Data items:
· · · · · · ·

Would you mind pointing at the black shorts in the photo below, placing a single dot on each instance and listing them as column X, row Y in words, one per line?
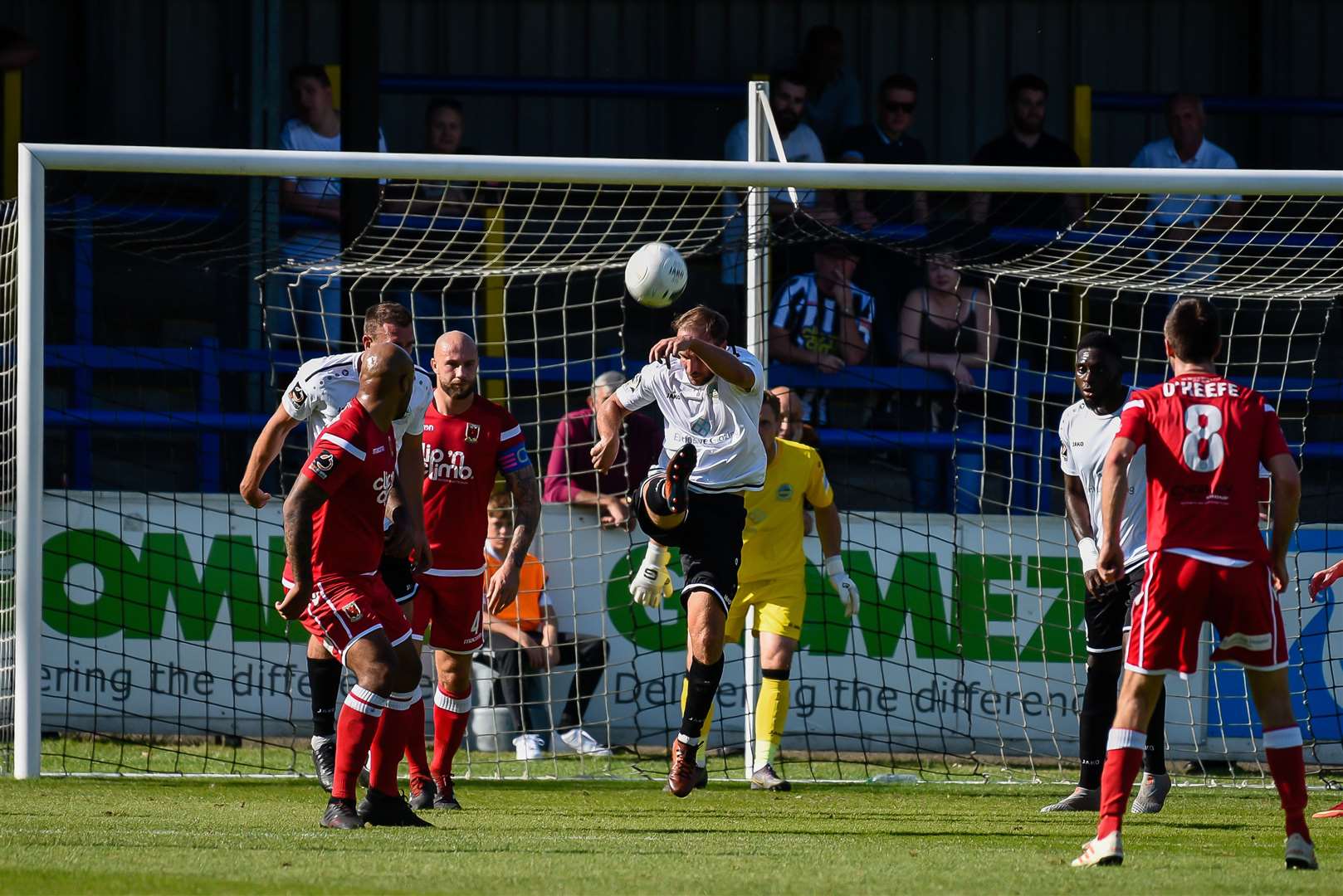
column 710, row 542
column 1110, row 613
column 398, row 574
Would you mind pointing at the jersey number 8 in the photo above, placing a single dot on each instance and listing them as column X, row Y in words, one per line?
column 1204, row 423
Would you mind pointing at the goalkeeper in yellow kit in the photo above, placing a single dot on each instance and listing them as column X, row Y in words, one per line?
column 773, row 579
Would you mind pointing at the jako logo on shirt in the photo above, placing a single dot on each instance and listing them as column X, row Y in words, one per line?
column 383, row 485
column 441, row 465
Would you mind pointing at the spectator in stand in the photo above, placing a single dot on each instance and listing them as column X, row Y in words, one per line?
column 787, row 99
column 316, row 310
column 791, row 425
column 525, row 637
column 823, row 320
column 569, row 477
column 1188, row 148
column 834, row 99
column 949, row 327
column 441, row 304
column 1025, row 143
column 886, row 141
column 1178, row 218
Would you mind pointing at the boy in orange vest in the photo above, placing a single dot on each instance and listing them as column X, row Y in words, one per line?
column 525, row 635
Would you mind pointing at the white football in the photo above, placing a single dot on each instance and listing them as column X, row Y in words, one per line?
column 656, row 275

· · · · · · ·

Required work:
Images stay out, but the rest of the records must be retyped exactly.

Answer for this exercise:
Would you mind pointing at the black shorts in the photo below, placing a single dot on each instance and listing them as column X, row Y in words, one per line?
column 710, row 542
column 1110, row 613
column 398, row 574
Would you mind pointing at the jersey number 8 in the photo above, placing a single dot on each instance and listing them as column X, row Y in words, one per line?
column 1204, row 423
Would you mind pointing at the goalkeeper in yellow kit in the photo above, placing a single dot on each instance and listing them as column X, row Y in words, one per line?
column 773, row 579
Would you mind pointing at the jako logo on shirt in the photo above, placing a single dot on each instance and listing them as column X, row Y in words, one per line?
column 383, row 485
column 441, row 465
Would you mind pointing at the spectator in stand in the photo above, placing a single dot on each instance and listing them as column X, row Y in words, one per line?
column 787, row 99
column 316, row 310
column 791, row 425
column 525, row 637
column 823, row 320
column 569, row 477
column 1188, row 148
column 834, row 99
column 949, row 327
column 441, row 304
column 1025, row 143
column 886, row 141
column 1178, row 218
Would you mind pointing at the boy in orange vest in the photo above, placing a single dot on each instance and listing them as column X, row Y in words, one per line?
column 525, row 635
Would you mind pointing at the white football in the photo above, placing a single dot on each instance and listing them as column X, row Y in words, one per line?
column 656, row 275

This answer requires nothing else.